- AUFGABE 1:
Beantworte kurz diese Fragen zum Textauszug:
(a) Zu welchem Thema kommt der Textauszug gleich am Anfang noch einmal?
(b) Wer soll nach dem heutigen Antrag beteiligt werden?
(c) Welche Halle muss laut Textauszug weg?
- AUFGABE 2:
Zieh aus dem Textauszug Wort für Wort alles heraus, was von „Ich komme noch“ bis hinunter zu „wollen wir verhindern.“ reicht.

- TEXTAUSZUG:
§
Ich komme noch einmal zum Thema Eissport und Zwischenlösungen: Offenbar gibt es nicht nur ein Problem bezüglich der Frage, wo das stattfinden könnte, sondern auch die Finanzierung des Neubaus ist zwar irgendwie angesprochen, aber noch nicht konkret. Denn auch heute werden wir einen Antrag beschließen, der einen Prüfauftrag enthält und vorsieht, dass die Messe beteiligt werden soll. Wo, wann und mit welcher Finanzierung der neue Standort stehen wird, ist bis heute völlig unklar. Das Einzige, was Sie heute wissen, ist, dass die Deutschlandhalle weg muss – ohne Wenn und Aber. Das ist absurd. Das wollen wir verhindern.
§
[Gespeicherte Dateneinträge]
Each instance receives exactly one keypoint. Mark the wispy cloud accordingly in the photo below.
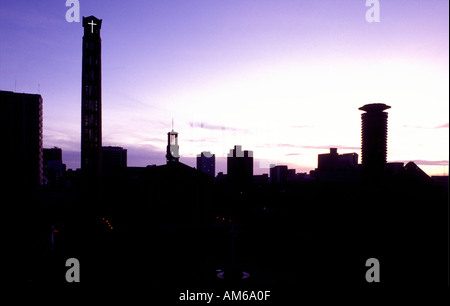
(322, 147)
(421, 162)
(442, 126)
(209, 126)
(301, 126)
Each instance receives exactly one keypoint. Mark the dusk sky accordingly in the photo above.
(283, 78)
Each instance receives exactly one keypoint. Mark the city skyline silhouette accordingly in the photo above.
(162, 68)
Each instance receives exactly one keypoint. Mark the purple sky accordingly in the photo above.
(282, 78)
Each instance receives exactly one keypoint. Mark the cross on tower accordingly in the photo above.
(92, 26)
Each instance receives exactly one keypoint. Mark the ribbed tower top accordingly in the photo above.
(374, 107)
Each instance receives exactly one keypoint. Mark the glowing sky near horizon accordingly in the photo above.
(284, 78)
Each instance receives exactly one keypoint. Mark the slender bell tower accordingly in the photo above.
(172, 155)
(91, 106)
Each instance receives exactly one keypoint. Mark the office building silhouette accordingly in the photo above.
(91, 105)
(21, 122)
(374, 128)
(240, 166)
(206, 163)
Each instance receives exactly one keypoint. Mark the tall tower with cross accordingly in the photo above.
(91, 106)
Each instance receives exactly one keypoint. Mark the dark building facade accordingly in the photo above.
§
- LÖSUNG 1:
(a) Zum Thema Eissport und Zwischenlösungen.
(b) Die Messe.
(c) Die Deutschlandhalle.

- LÖSUNG 2:
Ich komme noch einmal zum Thema Eissport und Zwischenlösungen: Offenbar gibt es nicht nur ein Problem bezüglich der Frage, wo das stattfinden könnte, sondern auch die Finanzierung des Neubaus ist zwar irgendwie angesprochen, aber noch nicht konkret. Denn auch heute werden wir einen Antrag beschließen, der einen Prüfauftrag enthält und vorsieht, dass die Messe beteiligt werden soll. Wo, wann und mit welcher Finanzierung der neue Standort stehen wird, ist bis heute völlig unklar. Das Einzige, was Sie heute wissen, ist, dass die Deutschlandhalle weg muss – ohne Wenn und Aber. Das ist absurd. Das wollen wir verhindern.